- _Tasks to carry out_:
• A. From the passage on the two research questions below, list every noise type named as a mutation operator.
• B. Retype the part of the passage on the two research questions below that opens with the words containing "1. **RQ1: Evaluating" and closes with "output by the algorithms from the **Code folder**.".

- _Passage given_:
******

1. **RQ1: Evaluating Noise Types as Mutation Operators**  
   Gaussian, Pink, and Ornstein-Uhlenbeck (OU) noise are used as mutation operators in GA-MSM and GA-MSM-P. The algorithms are tested on the **Frozen Lake environment**, with the outputs stored in the corresponding `.xlsx` files created by the algorithms from the **Code folder**. Statistical significance is analyzed to assess the performance differences between the noise types.

2. **RQ2: Investigating Pink Noise Injection in Input Space**  
   Pink noise is injected into the **continuous input space** of the **CartPole environment** at different scale values (σ = 1.0, 0.5, 0.1). Runs without pink noise injection serve as a baseline. The `.xlsx` files containing these results are also output by the algorithms from the **Code folder**.

******

- _Excerpts from point annotation data_:

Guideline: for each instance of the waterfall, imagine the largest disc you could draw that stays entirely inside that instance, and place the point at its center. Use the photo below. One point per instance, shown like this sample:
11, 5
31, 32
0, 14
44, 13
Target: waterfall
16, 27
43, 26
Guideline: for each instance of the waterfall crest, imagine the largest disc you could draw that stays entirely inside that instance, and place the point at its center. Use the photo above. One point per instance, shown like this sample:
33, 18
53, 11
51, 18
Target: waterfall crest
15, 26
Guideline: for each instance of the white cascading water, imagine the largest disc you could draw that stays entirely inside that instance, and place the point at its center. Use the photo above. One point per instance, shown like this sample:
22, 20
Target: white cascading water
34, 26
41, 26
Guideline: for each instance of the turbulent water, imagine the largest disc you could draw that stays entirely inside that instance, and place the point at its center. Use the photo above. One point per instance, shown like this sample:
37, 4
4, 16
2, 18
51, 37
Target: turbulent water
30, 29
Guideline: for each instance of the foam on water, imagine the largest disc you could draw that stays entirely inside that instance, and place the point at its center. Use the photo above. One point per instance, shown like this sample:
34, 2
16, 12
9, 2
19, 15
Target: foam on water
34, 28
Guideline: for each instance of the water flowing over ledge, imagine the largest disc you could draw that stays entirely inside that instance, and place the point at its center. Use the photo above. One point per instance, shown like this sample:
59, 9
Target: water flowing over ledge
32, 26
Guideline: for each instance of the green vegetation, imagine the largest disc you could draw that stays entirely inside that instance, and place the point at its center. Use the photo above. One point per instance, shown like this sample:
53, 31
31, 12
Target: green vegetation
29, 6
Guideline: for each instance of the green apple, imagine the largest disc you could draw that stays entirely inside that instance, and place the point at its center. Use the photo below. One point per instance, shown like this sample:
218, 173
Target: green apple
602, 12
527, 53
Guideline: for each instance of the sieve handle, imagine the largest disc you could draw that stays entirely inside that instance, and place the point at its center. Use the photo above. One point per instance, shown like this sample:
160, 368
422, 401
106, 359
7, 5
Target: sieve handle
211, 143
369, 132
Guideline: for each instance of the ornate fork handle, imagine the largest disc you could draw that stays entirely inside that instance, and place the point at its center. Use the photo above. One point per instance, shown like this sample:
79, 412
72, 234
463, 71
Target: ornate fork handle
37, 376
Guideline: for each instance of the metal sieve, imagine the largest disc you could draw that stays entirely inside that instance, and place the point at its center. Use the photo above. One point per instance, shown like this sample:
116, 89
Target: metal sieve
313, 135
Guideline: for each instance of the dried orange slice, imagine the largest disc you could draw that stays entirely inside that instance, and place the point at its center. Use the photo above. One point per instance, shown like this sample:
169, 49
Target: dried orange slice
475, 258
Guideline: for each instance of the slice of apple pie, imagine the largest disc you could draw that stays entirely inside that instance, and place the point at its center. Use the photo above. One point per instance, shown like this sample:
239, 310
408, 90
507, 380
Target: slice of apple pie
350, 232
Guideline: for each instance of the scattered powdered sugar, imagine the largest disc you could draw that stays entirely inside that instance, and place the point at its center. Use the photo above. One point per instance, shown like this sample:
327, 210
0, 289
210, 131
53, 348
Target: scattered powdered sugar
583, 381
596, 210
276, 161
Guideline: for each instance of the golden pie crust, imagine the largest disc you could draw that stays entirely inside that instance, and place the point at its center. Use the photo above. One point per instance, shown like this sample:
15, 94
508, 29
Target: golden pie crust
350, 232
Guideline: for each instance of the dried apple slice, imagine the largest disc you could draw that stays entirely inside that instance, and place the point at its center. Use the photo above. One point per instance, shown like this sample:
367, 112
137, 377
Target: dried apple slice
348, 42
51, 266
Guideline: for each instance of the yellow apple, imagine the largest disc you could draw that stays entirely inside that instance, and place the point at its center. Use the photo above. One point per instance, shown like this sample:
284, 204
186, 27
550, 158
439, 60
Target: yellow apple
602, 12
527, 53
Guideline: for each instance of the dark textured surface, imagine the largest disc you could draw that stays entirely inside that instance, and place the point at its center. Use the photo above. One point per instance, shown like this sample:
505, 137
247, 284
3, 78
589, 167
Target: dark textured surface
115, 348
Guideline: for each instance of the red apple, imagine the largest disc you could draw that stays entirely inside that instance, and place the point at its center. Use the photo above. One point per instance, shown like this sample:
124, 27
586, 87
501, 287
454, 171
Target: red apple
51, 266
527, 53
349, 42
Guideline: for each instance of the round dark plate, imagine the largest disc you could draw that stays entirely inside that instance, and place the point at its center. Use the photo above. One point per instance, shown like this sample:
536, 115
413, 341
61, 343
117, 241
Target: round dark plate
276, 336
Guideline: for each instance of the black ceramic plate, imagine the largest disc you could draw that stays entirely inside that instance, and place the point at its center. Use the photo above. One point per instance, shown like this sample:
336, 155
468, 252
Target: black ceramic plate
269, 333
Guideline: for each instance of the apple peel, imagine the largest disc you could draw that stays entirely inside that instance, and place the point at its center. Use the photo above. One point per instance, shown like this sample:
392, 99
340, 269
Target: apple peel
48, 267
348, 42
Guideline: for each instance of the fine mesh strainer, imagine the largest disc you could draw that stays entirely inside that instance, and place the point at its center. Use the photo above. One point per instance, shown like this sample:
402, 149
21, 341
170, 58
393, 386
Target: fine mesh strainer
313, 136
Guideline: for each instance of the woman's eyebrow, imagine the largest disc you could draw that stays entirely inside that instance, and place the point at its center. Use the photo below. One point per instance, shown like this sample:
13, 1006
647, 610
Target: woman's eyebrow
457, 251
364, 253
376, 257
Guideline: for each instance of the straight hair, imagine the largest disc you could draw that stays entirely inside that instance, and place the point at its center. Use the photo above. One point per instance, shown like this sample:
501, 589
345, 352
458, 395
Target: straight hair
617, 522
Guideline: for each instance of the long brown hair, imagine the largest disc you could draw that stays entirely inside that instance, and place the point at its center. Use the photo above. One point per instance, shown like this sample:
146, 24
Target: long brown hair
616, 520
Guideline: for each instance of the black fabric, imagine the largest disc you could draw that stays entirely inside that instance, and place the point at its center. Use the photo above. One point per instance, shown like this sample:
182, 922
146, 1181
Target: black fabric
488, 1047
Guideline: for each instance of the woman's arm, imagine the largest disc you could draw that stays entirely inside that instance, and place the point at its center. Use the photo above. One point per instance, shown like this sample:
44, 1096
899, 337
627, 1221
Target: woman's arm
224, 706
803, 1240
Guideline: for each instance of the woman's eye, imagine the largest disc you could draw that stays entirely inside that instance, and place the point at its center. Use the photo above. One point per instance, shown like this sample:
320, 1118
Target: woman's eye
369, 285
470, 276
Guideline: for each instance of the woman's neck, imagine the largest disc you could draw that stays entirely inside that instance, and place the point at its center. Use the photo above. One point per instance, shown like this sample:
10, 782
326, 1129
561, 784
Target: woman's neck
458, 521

******

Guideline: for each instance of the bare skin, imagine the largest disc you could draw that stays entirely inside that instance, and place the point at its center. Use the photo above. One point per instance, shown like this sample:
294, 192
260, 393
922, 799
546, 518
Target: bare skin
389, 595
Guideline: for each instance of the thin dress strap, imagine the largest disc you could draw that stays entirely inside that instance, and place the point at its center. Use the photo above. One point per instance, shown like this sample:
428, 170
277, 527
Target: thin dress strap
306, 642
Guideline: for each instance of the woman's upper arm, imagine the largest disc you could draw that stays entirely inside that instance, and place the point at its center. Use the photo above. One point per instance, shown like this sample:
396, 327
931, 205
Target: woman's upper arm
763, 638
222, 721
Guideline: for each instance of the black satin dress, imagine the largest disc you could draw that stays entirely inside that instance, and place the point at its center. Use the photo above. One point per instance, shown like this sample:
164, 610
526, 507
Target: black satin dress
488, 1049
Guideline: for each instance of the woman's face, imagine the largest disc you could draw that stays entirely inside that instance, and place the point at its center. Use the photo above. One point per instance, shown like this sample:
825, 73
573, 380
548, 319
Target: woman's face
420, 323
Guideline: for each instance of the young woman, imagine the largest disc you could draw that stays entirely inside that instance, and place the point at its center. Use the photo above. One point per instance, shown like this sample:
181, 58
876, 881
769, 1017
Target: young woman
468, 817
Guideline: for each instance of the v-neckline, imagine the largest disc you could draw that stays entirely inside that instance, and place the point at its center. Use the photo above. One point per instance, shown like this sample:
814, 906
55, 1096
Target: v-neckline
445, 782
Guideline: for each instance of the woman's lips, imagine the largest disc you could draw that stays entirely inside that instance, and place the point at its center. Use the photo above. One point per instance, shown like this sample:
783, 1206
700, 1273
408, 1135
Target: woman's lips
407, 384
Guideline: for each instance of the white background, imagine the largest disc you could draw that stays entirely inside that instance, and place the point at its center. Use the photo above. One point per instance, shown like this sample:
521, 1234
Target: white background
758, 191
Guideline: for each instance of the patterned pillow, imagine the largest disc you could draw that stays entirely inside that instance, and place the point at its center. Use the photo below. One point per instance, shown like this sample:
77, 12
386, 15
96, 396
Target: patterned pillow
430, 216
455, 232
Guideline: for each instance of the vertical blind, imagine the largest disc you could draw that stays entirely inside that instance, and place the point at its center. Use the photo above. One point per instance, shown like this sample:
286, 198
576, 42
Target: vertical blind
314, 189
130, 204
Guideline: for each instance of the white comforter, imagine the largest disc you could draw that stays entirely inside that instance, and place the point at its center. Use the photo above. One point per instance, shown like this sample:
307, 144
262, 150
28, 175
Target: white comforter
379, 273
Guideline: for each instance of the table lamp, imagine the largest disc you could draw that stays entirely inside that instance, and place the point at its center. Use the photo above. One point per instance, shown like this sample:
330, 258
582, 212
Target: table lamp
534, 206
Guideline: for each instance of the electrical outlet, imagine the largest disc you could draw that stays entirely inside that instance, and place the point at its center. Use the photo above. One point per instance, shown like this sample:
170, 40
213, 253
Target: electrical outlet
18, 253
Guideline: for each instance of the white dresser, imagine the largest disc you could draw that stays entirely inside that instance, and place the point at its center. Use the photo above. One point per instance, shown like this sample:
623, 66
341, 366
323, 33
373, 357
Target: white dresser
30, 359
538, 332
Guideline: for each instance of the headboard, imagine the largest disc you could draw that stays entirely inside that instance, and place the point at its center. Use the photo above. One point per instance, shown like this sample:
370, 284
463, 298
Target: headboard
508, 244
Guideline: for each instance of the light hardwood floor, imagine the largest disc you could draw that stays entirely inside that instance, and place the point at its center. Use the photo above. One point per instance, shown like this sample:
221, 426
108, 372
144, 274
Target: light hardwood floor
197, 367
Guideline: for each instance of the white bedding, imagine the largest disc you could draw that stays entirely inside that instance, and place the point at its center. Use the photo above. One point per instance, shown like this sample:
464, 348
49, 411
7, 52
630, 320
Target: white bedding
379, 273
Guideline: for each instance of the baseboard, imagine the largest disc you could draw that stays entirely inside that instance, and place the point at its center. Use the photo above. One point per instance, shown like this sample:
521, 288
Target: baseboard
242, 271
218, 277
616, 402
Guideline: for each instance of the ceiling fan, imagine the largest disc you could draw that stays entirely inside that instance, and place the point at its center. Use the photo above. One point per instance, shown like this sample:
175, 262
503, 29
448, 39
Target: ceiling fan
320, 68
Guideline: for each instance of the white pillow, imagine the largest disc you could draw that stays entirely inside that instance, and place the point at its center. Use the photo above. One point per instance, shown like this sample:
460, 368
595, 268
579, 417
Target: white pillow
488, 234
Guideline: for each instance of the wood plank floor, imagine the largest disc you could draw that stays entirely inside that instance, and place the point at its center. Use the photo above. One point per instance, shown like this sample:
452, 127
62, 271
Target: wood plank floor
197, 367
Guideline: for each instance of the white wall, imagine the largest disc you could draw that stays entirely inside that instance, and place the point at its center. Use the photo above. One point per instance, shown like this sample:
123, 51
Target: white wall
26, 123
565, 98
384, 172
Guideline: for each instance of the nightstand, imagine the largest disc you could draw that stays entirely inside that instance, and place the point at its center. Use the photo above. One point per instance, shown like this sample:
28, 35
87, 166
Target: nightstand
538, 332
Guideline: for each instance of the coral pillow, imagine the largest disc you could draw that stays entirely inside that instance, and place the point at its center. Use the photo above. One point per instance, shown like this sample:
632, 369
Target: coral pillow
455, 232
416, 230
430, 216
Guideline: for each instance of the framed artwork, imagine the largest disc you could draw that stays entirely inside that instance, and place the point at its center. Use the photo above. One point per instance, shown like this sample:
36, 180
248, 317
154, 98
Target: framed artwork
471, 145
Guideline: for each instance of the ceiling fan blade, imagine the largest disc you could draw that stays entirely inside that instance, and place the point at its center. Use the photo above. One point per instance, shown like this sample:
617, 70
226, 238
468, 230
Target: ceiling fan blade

******

- _Answers given_:
• A. Gaussian noise, Pink noise, Ornstein-Uhlenbeck (OU) noise

• B.
1. **RQ1: Evaluating Noise Types as Mutation Operators**  
   Gaussian, Pink, and Ornstein-Uhlenbeck (OU) noise are used as mutation operators in GA-MSM and GA-MSM-P. The algorithms are tested on the **Frozen Lake environment**, with the outputs stored in the corresponding `.xlsx` files created by the algorithms from the **Code folder**. Statistical significance is analyzed to assess the performance differences between the noise types.

2. **RQ2: Investigating Pink Noise Injection in Input Space**  
   Pink noise is injected into the **continuous input space** of the **CartPole environment** at different scale values (σ = 1.0, 0.5, 0.1). Runs without pink noise injection serve as a baseline. The `.xlsx` files containing these results are also output by the algorithms from the **Code folder**.